> [Task statement]: Please give the entries again in full and exactly, without any picture.

> [Records provided]:
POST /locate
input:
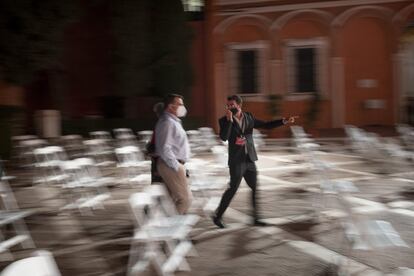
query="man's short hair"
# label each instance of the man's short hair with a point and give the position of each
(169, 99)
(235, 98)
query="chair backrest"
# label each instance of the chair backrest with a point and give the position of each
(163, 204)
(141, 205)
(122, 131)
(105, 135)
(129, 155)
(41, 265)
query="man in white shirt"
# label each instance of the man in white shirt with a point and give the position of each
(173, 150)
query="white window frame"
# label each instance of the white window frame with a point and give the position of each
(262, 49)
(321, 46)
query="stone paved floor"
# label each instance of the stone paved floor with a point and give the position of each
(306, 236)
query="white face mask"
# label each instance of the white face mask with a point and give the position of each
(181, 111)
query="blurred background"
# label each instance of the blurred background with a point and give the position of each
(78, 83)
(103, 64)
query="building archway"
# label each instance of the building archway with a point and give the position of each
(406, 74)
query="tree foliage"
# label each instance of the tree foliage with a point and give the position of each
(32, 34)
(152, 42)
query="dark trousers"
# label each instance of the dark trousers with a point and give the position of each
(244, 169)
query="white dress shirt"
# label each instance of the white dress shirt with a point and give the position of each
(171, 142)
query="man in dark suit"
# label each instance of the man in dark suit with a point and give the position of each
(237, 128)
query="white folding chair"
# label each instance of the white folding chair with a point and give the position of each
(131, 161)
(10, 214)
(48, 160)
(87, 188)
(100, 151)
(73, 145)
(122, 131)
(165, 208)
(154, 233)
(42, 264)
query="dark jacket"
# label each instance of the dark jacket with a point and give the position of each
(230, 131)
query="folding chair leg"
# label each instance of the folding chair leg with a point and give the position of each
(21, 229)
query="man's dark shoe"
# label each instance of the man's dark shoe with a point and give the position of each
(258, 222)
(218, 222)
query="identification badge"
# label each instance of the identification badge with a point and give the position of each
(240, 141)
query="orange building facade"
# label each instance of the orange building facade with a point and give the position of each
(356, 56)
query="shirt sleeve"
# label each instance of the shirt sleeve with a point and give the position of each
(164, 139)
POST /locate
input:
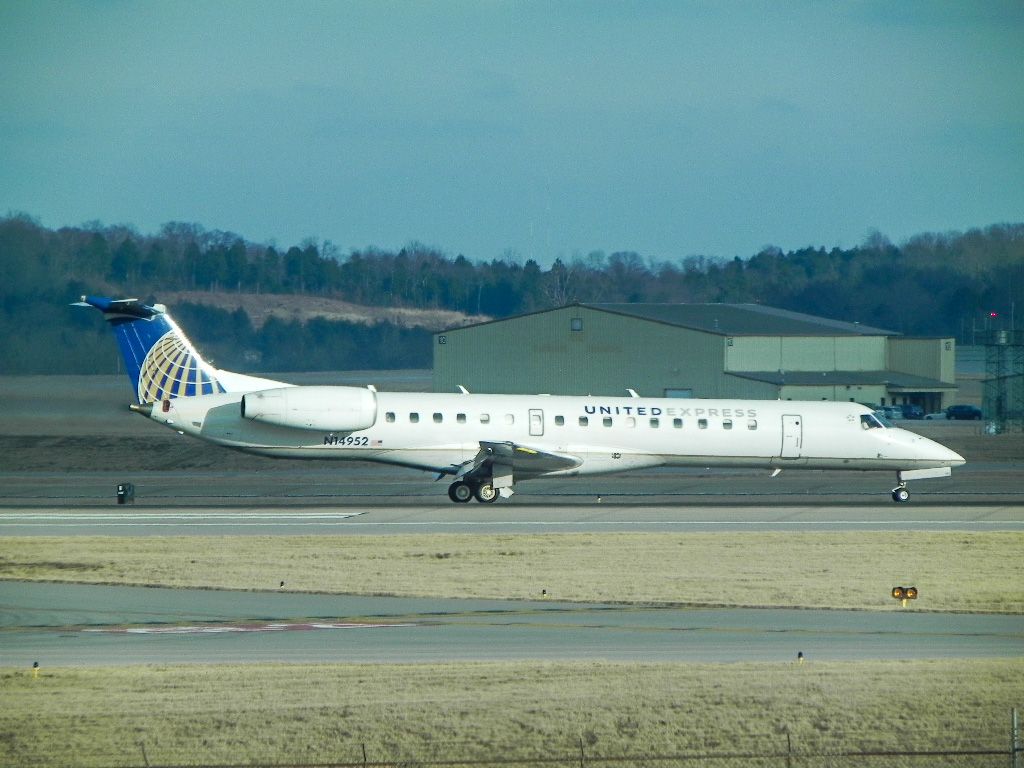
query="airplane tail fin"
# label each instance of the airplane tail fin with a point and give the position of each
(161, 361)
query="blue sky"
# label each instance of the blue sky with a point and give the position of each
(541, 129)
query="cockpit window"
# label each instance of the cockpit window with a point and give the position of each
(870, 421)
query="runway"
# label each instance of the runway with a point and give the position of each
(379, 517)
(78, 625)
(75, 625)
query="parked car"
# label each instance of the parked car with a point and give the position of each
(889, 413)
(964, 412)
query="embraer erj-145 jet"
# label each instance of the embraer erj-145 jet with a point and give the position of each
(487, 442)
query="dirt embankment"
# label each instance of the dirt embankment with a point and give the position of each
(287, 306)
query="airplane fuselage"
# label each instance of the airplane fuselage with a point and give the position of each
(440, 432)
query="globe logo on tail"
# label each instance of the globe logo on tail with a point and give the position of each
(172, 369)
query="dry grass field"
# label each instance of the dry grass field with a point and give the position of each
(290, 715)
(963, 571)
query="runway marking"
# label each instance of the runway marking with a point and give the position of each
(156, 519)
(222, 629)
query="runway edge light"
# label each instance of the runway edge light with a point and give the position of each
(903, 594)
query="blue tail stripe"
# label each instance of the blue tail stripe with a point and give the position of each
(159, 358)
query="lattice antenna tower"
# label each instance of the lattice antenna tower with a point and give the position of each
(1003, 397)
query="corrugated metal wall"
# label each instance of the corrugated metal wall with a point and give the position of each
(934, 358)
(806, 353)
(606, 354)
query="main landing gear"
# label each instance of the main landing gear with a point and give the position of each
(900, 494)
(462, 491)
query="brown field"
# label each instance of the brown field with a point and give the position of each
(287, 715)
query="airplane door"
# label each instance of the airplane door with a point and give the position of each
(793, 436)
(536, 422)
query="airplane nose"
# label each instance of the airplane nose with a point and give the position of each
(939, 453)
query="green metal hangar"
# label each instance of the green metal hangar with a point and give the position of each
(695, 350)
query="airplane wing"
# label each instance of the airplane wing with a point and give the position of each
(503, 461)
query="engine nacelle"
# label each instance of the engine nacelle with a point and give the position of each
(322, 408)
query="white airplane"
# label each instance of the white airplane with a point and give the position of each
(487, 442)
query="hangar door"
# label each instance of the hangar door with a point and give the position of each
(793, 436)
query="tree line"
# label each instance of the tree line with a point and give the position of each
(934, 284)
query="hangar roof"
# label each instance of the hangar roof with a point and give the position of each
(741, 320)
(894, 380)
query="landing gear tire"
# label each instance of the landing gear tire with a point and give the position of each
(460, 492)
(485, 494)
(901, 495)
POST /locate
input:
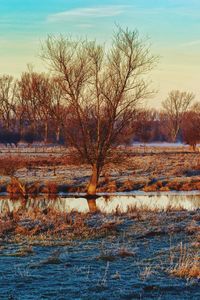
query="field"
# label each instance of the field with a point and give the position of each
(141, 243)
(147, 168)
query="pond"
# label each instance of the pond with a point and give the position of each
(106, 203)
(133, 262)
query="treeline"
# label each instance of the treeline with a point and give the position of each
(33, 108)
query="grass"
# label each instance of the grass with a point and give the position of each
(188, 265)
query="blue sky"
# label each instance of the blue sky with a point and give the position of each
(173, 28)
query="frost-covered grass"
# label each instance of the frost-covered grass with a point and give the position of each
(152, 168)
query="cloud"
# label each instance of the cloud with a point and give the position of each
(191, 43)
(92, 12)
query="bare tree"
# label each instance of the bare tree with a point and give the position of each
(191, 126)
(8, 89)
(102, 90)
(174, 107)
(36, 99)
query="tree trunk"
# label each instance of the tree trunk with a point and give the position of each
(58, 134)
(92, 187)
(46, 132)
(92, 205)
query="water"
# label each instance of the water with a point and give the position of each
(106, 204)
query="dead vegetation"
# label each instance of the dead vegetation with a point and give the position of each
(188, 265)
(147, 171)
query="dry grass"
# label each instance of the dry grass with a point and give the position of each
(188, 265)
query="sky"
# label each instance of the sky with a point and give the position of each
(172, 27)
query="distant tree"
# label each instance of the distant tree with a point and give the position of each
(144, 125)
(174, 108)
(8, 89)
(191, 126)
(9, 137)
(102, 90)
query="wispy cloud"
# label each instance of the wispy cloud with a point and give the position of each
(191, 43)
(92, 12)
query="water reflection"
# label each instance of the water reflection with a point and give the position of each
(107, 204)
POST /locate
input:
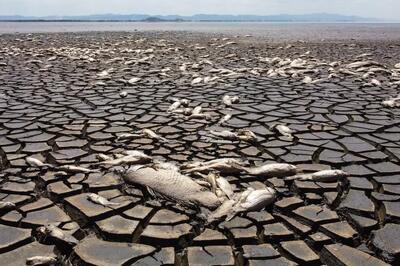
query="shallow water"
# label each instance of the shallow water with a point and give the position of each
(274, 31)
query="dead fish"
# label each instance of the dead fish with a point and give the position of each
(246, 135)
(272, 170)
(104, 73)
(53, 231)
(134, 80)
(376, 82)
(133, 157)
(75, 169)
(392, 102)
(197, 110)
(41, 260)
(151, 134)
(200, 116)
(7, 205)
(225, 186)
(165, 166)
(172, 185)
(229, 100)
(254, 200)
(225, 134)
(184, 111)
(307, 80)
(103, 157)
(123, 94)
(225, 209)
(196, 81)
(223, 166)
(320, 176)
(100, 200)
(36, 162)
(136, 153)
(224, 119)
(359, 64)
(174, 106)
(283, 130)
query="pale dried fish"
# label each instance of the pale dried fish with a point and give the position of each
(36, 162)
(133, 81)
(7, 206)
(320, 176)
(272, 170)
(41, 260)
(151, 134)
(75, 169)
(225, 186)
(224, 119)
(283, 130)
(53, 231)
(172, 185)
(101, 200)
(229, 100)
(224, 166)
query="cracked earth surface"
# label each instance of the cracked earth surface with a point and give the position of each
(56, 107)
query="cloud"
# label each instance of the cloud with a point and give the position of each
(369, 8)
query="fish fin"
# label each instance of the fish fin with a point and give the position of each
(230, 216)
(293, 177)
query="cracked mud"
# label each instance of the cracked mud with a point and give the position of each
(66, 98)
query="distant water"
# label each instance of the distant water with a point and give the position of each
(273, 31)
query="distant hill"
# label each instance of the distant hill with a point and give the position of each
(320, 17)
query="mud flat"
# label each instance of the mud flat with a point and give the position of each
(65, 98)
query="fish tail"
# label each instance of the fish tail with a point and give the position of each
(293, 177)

> [Response]:
POST /locate
input:
query="man's short hair"
# label each instance of the man's short hair with a point and give the position of each
(169, 99)
(235, 98)
query="chair backrest"
# label each instance of the chair backrest with a point and give the position of each
(163, 204)
(141, 205)
(122, 131)
(105, 135)
(129, 155)
(41, 265)
query="man in white shirt"
# label each instance of the man in white shirt with a point and give the position of each
(173, 150)
query="white window frame"
# label each instance of the white window frame with a point and give the position of each
(262, 49)
(321, 46)
query="stone paved floor"
# label each instance of the stone paved floor with a point and give the position of each
(306, 236)
query="white face mask"
# label each instance of the white face mask with a point and give the position of each
(181, 111)
query="blurred background"
# label each instance of the blurred background with a point and give the position of each
(78, 83)
(103, 64)
query="building archway"
# label each instance of the building archway with a point and give the position of each
(406, 74)
query="tree foliage"
# label each instance of the tree foliage with a point and give the position of each
(32, 34)
(152, 42)
query="dark trousers"
# label each instance of the dark trousers with a point and give the position of each
(244, 169)
query="white dress shirt"
# label each instance of the white dress shirt with a point and give the position of each
(171, 142)
query="man in dark suit"
# label each instance of the man in dark suit with a point and give the position of each
(237, 128)
query="white folding chair"
# label each instance of the white folding chair with a point and give the position of each
(131, 161)
(10, 214)
(48, 160)
(87, 188)
(100, 151)
(73, 145)
(122, 131)
(165, 208)
(154, 233)
(42, 264)
query="dark jacket"
# label each instance of the dark jacket with a point and give the position of each
(230, 131)
query="folding chair leg"
# label each instance of the folding chair leg with a point and give the position of each
(21, 229)
query="man's dark shoe"
# label each instance of the man's dark shoe with a point and give the position of each
(258, 222)
(218, 222)
query="identification badge"
# label each instance of the identification badge with a point and give the position of each
(240, 141)
query="orange building facade"
# label each instance of the orange building facade with a point and give the position of each
(356, 56)
query="shirt sleeve"
# label each instance of the shirt sleeve with a point and give the position of each
(164, 139)
POST /locate
input:
query="airplane tail fin"
# label each instance of the airplane tail fin with a point and give the position of each
(161, 361)
query="blue sky"
# label each instance of the blue sky with a point and give the position of each
(541, 129)
query="cockpit window"
# label each instance of the cockpit window with a point and give the position of each
(870, 421)
query="runway"
# label each instance of the runway with a point and give the position of each
(379, 517)
(78, 625)
(75, 625)
query="parked car"
# label each instance of the parked car with a point and give the position of each
(889, 413)
(964, 412)
query="embraer erj-145 jet"
# label each instance of the embraer erj-145 jet with a point and give the position of each
(487, 442)
query="dirt embankment"
# label each instance of the dirt embankment with a point and give the position of each
(287, 306)
query="airplane fuselage"
# label each instance of the airplane fuselage with a point and give the position of each
(440, 432)
query="globe logo on tail"
# label each instance of the globe logo on tail with a point and give the position of each
(172, 369)
query="dry grass field"
# label each instance of the dry grass field with a point and give the position of each
(290, 715)
(963, 571)
query="runway marking"
# label each instance of the runway marking with a point and give the position of each
(156, 519)
(222, 629)
query="runway edge light"
# label each instance of the runway edge light with a point and give the position of each
(903, 594)
query="blue tail stripe"
# label each instance of the blue tail stripe with a point and give the position of each
(159, 358)
query="lattice antenna tower"
# label each instance of the lattice antenna tower with a point and give the position of each
(1003, 397)
query="corrugated metal wall"
# label each instance of the corrugated metal wall with a point and give the position of each
(934, 358)
(806, 353)
(606, 354)
query="main landing gear"
# label each instance of the main landing gear with a point and give the position of each
(900, 494)
(462, 491)
query="brown field"
# label each instance of the brown field with a point and give the position of each
(287, 715)
query="airplane door"
# label each instance of the airplane door with a point and give the position of each
(793, 436)
(536, 422)
query="airplane nose"
# label each instance of the airplane nose with a point and give the position of each
(939, 453)
query="green metal hangar"
# label each instance of the green metal hangar with a point and give the position of each
(695, 350)
query="airplane wing"
# label each instance of the airplane wing with a point and give the position of each
(503, 461)
query="engine nacelle"
# label each instance of the engine nacelle with a point and give the position of each
(322, 408)
query="white airplane"
# label each instance of the white airplane with a point and give the position of each
(487, 442)
query="hangar door"
# label each instance of the hangar door with a point and give the position of each
(793, 436)
query="tree line"
# label each instance of the tree line with a point and give the position of each
(934, 284)
query="hangar roof"
# label each instance of the hangar roof with a point and give the position of each
(741, 320)
(894, 380)
query="landing gear tire"
# label each instance of the landing gear tire with a point and give the position of each
(460, 492)
(485, 494)
(901, 495)
POST /locate
input:
query="field"
# label each instance of the field with a point and give the position of each
(141, 243)
(147, 168)
query="pond"
# label each instance of the pond with a point and give the position of each
(106, 203)
(133, 262)
query="treeline"
# label each instance of the treeline with a point and give the position of each
(33, 108)
query="grass"
# label each instance of the grass with a point and give the position of each
(188, 265)
query="blue sky"
# label each instance of the blue sky with a point and give the position of each
(173, 28)
query="frost-covered grass"
# label each instance of the frost-covered grass with a point and give the position of each
(152, 168)
query="cloud"
# label each instance of the cloud with a point and give the position of each
(191, 43)
(92, 12)
query="bare tree"
# label each instance of the bare tree with a point and give the position of each
(191, 126)
(8, 89)
(102, 90)
(174, 107)
(36, 99)
query="tree trunk"
# label each instance of the tree trunk with a point and give the position of each
(58, 134)
(92, 187)
(46, 132)
(92, 205)
query="water"
# label each instance of the water with a point and give the position of each
(106, 204)
query="dead vegetation"
# label each instance of the dead vegetation with a point and give the position of each
(188, 265)
(147, 171)
query="dry grass"
# label each instance of the dry grass with a point and give the position of each
(188, 265)
query="sky"
# label each instance of the sky with a point and give the position of each
(172, 27)
query="distant tree"
# label each instance of the distant tree with a point and give the position of each
(144, 125)
(174, 108)
(8, 89)
(191, 126)
(9, 137)
(102, 90)
query="wispy cloud"
# label each instance of the wispy cloud with a point and give the position of each
(191, 43)
(92, 12)
query="water reflection"
# label each instance of the water reflection with a point and give the position of each
(107, 204)
POST /locate
input:
query="shallow water"
# label each instance of the shallow water with a point and give the position of each
(274, 31)
query="dead fish"
# label each instance of the dead fish with a point and give the position of each
(246, 135)
(272, 170)
(104, 73)
(53, 231)
(134, 80)
(376, 82)
(133, 157)
(75, 169)
(392, 102)
(197, 110)
(41, 260)
(151, 134)
(200, 116)
(7, 205)
(225, 186)
(165, 166)
(172, 185)
(229, 100)
(254, 200)
(225, 134)
(184, 111)
(307, 80)
(103, 157)
(123, 94)
(225, 209)
(196, 81)
(223, 166)
(320, 176)
(100, 200)
(36, 162)
(136, 153)
(224, 119)
(359, 64)
(174, 106)
(283, 130)
query="pale dried fish"
# label each instance of the pale dried fish with a point and give the position of each
(36, 162)
(133, 81)
(7, 206)
(320, 176)
(272, 170)
(41, 260)
(151, 134)
(75, 169)
(225, 186)
(224, 119)
(283, 130)
(53, 231)
(172, 185)
(101, 200)
(229, 100)
(224, 166)
query="cracked earth surface"
# label each instance of the cracked earth surface with a point and give the position of each
(56, 107)
query="cloud"
# label each instance of the cloud with a point and give the position of each
(369, 8)
query="fish fin"
# label each instance of the fish fin with a point and give the position of each
(230, 216)
(293, 177)
query="cracked mud"
# label each instance of the cracked mud with a point and give the position of each
(66, 98)
query="distant water"
# label each instance of the distant water with a point and give the position of each
(273, 31)
query="distant hill"
# label each instance of the distant hill with a point and give the position of each
(320, 17)
query="mud flat"
# label each instance of the mud flat with a point and give the position of each
(65, 98)
query="fish tail"
# label each instance of the fish tail with a point and give the position of each
(293, 177)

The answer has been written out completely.